EXERCISE INPUT -
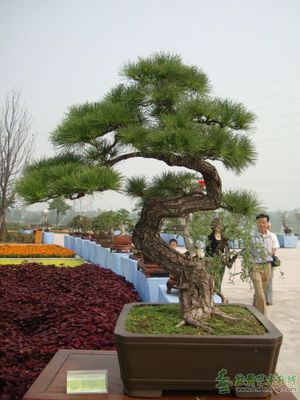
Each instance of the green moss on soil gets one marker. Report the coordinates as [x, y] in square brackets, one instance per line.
[162, 319]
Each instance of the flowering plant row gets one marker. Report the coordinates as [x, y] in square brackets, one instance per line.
[34, 250]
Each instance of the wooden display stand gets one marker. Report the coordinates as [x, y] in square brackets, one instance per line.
[51, 384]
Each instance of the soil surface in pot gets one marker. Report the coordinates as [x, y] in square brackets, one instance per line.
[162, 319]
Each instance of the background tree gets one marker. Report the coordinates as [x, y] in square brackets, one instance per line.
[107, 222]
[164, 111]
[81, 223]
[60, 206]
[16, 146]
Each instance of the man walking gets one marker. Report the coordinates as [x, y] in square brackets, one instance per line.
[269, 289]
[262, 251]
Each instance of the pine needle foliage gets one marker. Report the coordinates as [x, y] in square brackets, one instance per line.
[162, 110]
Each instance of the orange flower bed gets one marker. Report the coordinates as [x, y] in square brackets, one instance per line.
[34, 251]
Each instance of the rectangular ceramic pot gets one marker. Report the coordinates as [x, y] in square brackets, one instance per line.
[150, 364]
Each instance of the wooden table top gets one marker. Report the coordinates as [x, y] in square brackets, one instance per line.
[51, 383]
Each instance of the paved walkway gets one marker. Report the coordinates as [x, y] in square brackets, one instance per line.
[285, 311]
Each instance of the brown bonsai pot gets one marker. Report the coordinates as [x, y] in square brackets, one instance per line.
[150, 364]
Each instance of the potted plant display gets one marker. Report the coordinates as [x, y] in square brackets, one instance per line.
[165, 111]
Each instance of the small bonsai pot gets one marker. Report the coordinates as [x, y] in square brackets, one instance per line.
[150, 364]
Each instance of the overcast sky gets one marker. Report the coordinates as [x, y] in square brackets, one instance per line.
[65, 52]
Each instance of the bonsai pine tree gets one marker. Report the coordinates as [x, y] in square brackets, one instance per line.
[165, 111]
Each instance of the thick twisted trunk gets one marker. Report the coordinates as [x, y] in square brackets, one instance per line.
[195, 284]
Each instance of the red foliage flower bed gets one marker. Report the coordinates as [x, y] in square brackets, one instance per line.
[45, 308]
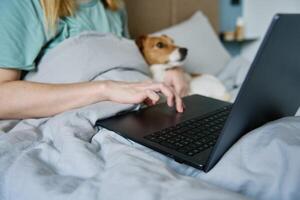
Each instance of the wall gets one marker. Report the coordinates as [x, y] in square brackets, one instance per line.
[229, 12]
[258, 15]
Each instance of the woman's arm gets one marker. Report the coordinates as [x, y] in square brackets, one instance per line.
[22, 99]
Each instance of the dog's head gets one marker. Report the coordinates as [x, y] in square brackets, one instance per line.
[160, 50]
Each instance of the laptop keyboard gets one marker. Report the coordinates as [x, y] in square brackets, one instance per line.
[192, 136]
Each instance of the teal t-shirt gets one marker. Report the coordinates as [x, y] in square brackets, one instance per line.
[24, 39]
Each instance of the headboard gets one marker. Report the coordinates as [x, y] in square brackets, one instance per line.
[148, 16]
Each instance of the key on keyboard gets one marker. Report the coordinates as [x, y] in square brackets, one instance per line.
[192, 136]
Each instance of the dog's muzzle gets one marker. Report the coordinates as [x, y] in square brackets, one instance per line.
[183, 53]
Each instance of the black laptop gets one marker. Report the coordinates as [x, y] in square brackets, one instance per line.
[208, 127]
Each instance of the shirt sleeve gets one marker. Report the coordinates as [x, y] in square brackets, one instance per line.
[125, 21]
[22, 33]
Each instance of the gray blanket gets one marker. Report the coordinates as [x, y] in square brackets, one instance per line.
[64, 157]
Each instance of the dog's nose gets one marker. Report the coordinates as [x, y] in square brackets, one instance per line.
[183, 52]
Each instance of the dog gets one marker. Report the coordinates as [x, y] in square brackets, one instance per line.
[162, 54]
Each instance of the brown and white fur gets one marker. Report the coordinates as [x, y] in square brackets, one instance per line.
[162, 54]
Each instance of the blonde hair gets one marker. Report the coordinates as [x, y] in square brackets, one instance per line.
[56, 9]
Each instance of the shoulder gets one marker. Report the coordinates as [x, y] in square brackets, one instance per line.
[20, 9]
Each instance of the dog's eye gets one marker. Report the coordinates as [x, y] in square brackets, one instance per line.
[160, 45]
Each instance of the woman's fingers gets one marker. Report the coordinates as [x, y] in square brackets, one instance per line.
[170, 94]
[179, 104]
[153, 96]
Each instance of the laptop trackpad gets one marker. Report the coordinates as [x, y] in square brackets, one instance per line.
[155, 118]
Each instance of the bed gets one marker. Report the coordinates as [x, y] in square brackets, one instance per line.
[65, 157]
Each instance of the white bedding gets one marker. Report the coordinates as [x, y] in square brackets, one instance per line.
[64, 157]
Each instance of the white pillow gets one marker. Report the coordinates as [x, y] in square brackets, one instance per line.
[206, 52]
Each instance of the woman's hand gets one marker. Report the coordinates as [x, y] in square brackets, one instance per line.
[176, 79]
[145, 92]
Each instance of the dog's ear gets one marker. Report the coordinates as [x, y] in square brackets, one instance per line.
[140, 42]
[168, 38]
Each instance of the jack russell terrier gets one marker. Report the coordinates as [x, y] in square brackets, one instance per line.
[162, 54]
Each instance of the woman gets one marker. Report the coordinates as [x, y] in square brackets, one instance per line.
[30, 28]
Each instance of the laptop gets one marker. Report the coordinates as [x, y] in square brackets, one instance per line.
[201, 135]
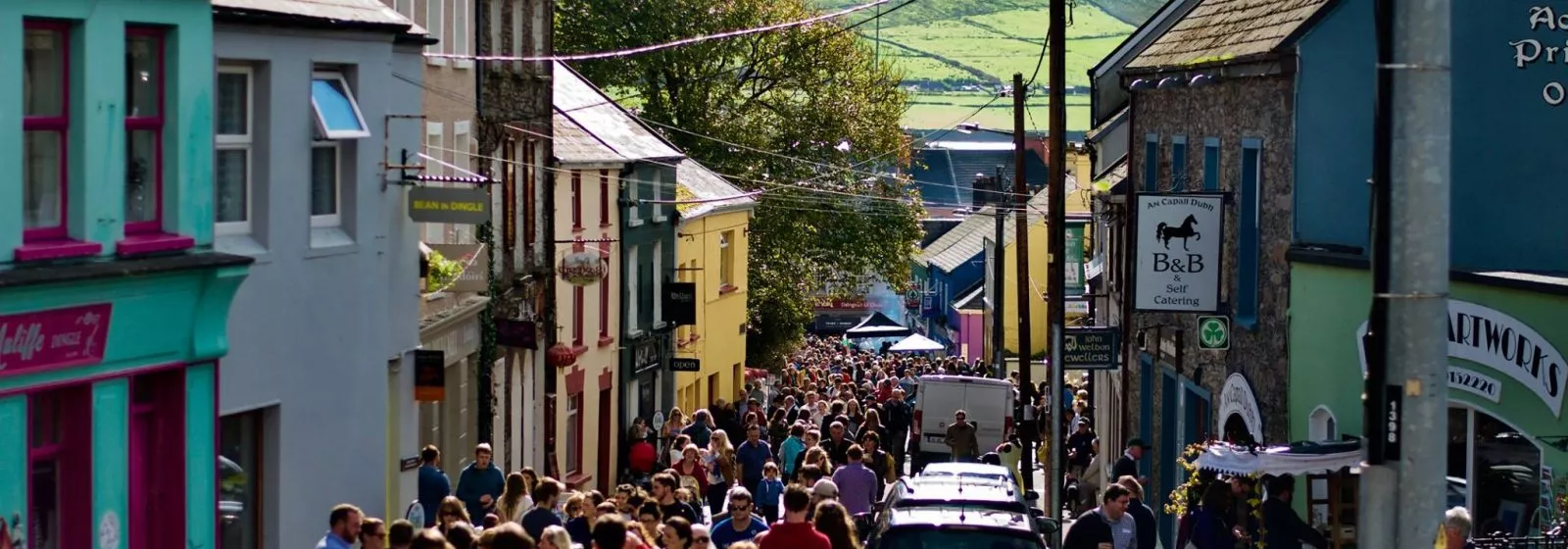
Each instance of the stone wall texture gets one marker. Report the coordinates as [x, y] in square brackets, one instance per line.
[1231, 110]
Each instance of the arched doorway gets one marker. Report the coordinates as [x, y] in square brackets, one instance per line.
[1494, 471]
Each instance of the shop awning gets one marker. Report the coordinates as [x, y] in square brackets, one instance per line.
[1301, 459]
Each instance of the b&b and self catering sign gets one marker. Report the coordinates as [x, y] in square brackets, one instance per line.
[1180, 239]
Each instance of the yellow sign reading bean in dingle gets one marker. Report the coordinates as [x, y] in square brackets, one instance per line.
[463, 206]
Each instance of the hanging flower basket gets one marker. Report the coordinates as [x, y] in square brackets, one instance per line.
[584, 267]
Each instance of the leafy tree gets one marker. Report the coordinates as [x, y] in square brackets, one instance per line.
[811, 96]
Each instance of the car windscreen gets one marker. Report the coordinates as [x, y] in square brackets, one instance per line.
[956, 537]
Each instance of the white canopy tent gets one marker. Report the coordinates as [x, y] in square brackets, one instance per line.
[916, 344]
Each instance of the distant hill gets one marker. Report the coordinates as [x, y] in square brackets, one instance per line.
[956, 54]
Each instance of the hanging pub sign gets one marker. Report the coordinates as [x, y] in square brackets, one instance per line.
[441, 204]
[584, 267]
[681, 303]
[430, 375]
[1178, 243]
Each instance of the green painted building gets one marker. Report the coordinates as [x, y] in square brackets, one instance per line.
[1505, 378]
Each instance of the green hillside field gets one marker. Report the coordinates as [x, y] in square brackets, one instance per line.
[954, 54]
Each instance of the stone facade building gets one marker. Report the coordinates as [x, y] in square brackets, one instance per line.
[1212, 114]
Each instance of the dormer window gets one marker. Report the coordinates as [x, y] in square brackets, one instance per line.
[336, 110]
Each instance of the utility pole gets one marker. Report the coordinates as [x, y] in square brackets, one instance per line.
[1026, 366]
[1405, 416]
[1057, 203]
[998, 274]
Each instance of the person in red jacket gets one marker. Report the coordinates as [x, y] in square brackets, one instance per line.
[794, 532]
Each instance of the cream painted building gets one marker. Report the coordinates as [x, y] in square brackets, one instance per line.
[710, 251]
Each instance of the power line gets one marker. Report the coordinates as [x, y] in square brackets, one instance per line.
[665, 46]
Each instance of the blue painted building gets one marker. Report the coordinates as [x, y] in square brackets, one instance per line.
[1507, 135]
[114, 305]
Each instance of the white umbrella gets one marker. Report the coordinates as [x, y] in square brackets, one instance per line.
[916, 344]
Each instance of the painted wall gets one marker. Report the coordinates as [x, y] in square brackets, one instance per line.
[1325, 355]
[1505, 137]
[154, 321]
[96, 141]
[325, 308]
[596, 358]
[718, 337]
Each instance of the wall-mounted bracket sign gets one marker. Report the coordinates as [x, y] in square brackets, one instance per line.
[686, 365]
[1090, 349]
[54, 339]
[1178, 245]
[462, 206]
[1502, 345]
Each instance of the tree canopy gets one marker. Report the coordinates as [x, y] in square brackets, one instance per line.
[808, 115]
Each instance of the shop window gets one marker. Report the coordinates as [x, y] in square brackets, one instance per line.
[240, 480]
[145, 130]
[60, 449]
[574, 433]
[157, 460]
[1496, 470]
[1321, 425]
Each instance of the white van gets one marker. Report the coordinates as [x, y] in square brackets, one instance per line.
[988, 404]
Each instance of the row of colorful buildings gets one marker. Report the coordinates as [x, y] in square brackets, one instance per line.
[1236, 137]
[245, 274]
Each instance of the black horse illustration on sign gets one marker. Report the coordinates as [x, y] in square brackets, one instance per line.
[1165, 232]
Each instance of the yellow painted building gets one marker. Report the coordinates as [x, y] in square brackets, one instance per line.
[710, 251]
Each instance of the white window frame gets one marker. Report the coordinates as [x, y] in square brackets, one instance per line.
[349, 93]
[659, 284]
[336, 219]
[435, 232]
[462, 39]
[435, 23]
[232, 141]
[631, 290]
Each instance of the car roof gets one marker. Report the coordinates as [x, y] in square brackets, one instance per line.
[956, 488]
[958, 515]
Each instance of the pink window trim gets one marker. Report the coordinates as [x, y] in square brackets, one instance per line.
[57, 125]
[156, 125]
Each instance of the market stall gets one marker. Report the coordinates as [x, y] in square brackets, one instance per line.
[1330, 471]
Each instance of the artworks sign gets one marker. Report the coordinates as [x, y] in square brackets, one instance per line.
[435, 204]
[1238, 399]
[1074, 251]
[1504, 344]
[57, 337]
[1090, 349]
[1178, 240]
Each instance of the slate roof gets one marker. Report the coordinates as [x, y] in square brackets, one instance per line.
[694, 180]
[1219, 30]
[595, 112]
[355, 12]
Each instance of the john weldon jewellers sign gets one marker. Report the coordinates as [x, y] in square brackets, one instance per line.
[1178, 243]
[1502, 345]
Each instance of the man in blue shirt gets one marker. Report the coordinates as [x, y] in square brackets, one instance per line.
[741, 525]
[753, 454]
[433, 485]
[344, 527]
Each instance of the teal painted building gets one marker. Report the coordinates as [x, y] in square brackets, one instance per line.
[114, 306]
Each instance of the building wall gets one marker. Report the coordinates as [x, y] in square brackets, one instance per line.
[598, 353]
[718, 337]
[326, 308]
[1504, 141]
[1254, 109]
[96, 112]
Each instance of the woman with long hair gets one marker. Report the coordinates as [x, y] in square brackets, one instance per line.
[678, 533]
[554, 537]
[452, 512]
[835, 523]
[720, 463]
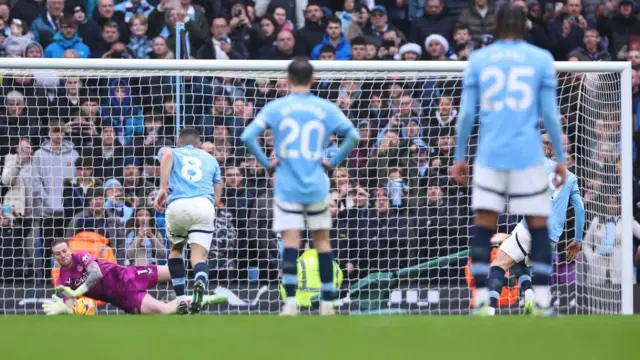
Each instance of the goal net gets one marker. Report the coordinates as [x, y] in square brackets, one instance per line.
[78, 150]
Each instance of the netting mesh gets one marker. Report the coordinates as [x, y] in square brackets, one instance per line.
[78, 162]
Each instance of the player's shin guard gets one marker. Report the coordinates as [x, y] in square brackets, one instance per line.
[178, 276]
[496, 280]
[541, 266]
[480, 257]
[325, 267]
[521, 271]
[290, 271]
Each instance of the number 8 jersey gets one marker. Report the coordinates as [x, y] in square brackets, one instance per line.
[193, 174]
[301, 125]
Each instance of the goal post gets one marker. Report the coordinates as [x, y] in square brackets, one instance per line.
[411, 262]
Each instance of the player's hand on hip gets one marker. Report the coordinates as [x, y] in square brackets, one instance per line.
[158, 204]
[459, 172]
[573, 251]
[56, 307]
[67, 291]
[561, 175]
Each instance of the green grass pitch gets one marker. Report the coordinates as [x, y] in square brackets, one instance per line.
[309, 338]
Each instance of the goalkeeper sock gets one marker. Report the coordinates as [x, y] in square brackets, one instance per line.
[480, 258]
[290, 271]
[521, 272]
[202, 272]
[325, 267]
[178, 275]
[496, 280]
[541, 266]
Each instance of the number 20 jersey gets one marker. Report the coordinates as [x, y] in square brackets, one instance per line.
[509, 76]
[193, 174]
[301, 125]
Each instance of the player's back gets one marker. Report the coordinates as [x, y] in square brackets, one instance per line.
[509, 75]
[193, 174]
[301, 125]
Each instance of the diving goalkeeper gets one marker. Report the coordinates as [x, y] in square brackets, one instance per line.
[81, 274]
[514, 251]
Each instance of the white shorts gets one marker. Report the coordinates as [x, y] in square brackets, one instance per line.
[518, 244]
[191, 220]
[526, 191]
[290, 216]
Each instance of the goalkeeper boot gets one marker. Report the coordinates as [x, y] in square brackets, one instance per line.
[326, 308]
[290, 308]
[198, 297]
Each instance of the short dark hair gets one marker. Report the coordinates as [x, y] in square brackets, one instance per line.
[189, 136]
[359, 40]
[300, 71]
[511, 22]
[334, 20]
[327, 48]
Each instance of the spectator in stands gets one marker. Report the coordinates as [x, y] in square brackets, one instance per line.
[335, 38]
[380, 24]
[139, 44]
[265, 38]
[435, 20]
[121, 113]
[592, 49]
[75, 189]
[52, 163]
[160, 50]
[106, 14]
[88, 29]
[144, 244]
[312, 32]
[359, 21]
[284, 48]
[358, 48]
[18, 39]
[131, 8]
[220, 46]
[16, 178]
[479, 18]
[95, 218]
[46, 25]
[66, 38]
[619, 27]
[16, 123]
[438, 48]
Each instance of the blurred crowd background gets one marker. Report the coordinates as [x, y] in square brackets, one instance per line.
[78, 149]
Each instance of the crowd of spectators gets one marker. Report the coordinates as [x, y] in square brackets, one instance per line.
[78, 149]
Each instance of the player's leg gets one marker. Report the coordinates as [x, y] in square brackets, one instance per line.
[488, 199]
[200, 238]
[530, 197]
[288, 220]
[319, 222]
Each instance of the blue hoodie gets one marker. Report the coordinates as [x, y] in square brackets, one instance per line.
[61, 44]
[343, 49]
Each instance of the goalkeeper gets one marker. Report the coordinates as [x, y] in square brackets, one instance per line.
[514, 251]
[126, 287]
[309, 283]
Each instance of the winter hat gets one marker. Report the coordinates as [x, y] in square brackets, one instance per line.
[410, 47]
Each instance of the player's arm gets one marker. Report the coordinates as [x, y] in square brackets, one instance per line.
[250, 138]
[467, 116]
[549, 109]
[351, 136]
[94, 274]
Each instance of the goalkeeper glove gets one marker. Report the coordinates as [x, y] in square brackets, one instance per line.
[70, 293]
[56, 307]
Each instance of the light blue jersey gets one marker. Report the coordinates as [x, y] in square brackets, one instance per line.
[560, 199]
[301, 125]
[193, 174]
[514, 84]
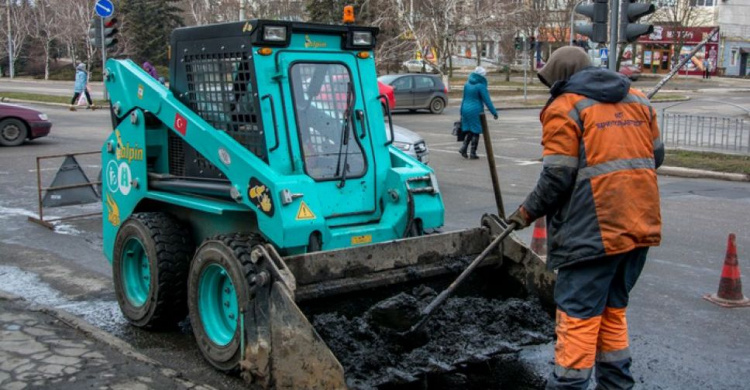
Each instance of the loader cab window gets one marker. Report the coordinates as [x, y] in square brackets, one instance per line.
[323, 95]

EXERCISE DETAILS - Please restate word for word each line from the one containing "Each instance of the player's arm" to the end of the data above, without the pictures.

ANSWER FOR THE TASK -
Each instance of the player's arm gets one marker. Report the coordinates as [x, y] in square brackets, one instance per line.
[250, 138]
[467, 116]
[549, 109]
[351, 136]
[94, 274]
Each instance of the goalkeeper glove gets one marker. Report the coordinates as [x, y] in square brackets, one instance per line.
[70, 293]
[56, 307]
Each instance of the light blue jersey gets one marker. Report the coordinates as [x, y] in square brackets, one instance per line.
[560, 199]
[301, 125]
[193, 174]
[514, 84]
Each instance of the loader cab window gets one marker. Report the coordinates as [x, y] in square brackets, one instance per line.
[323, 95]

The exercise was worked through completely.